**Problem to solve:** Reproduce the data from the line with "# test: mark the moss" up to and including the line with "point(518, 305)", requests included, and add 110 to every coordinate in the answer points only.

--- BEGIN Material for this exercise ---

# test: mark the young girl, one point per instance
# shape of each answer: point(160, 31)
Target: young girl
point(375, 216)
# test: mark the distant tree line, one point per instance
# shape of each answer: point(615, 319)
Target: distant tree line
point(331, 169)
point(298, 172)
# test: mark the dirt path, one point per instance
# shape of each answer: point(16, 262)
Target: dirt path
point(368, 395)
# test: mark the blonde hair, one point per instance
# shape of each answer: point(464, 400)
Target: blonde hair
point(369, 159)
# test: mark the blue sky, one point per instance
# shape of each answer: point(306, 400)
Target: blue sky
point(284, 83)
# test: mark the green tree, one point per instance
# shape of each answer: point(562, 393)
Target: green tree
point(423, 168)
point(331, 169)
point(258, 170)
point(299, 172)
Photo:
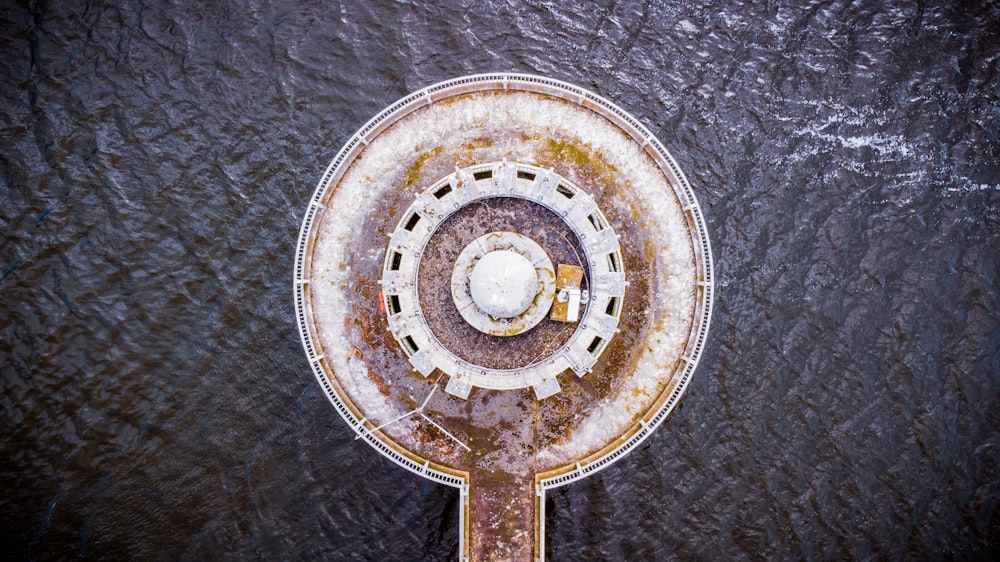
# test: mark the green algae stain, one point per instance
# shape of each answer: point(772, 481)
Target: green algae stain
point(413, 174)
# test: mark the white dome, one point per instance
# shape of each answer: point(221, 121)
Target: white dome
point(503, 284)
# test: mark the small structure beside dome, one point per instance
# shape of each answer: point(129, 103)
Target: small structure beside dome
point(601, 263)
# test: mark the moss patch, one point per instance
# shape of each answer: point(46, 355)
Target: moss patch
point(413, 174)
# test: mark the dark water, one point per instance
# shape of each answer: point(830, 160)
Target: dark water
point(155, 161)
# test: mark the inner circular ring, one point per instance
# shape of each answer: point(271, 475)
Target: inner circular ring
point(518, 305)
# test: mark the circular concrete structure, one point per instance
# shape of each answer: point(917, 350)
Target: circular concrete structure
point(503, 418)
point(503, 283)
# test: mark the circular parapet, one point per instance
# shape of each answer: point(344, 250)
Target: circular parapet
point(503, 283)
point(498, 180)
point(469, 131)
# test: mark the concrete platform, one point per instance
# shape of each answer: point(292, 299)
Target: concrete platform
point(502, 448)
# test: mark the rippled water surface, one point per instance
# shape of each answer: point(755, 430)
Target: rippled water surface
point(155, 162)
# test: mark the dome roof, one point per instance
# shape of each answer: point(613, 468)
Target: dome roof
point(503, 284)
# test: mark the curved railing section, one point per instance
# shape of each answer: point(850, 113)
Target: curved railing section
point(563, 90)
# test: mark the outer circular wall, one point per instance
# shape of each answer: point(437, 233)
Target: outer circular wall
point(666, 370)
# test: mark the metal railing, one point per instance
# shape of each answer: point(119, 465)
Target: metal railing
point(563, 90)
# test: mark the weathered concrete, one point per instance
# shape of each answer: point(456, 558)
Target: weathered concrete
point(504, 439)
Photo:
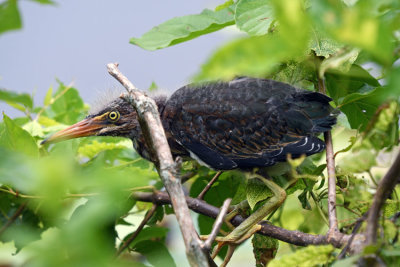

--- END Material for this exercise ---

**Solution for this problem:**
# test: mark the moss patch, one point per instance
# shape of each answer: point(46, 355)
Target: moss patch
point(523, 284)
# test: mark the dark water, one point per instance
# shape of each answer: point(830, 160)
Target: dark water
point(265, 271)
# test: mark the inner circular ring, one point per instance
# shape of each answer: point(271, 475)
Target: inner circular ring
point(628, 415)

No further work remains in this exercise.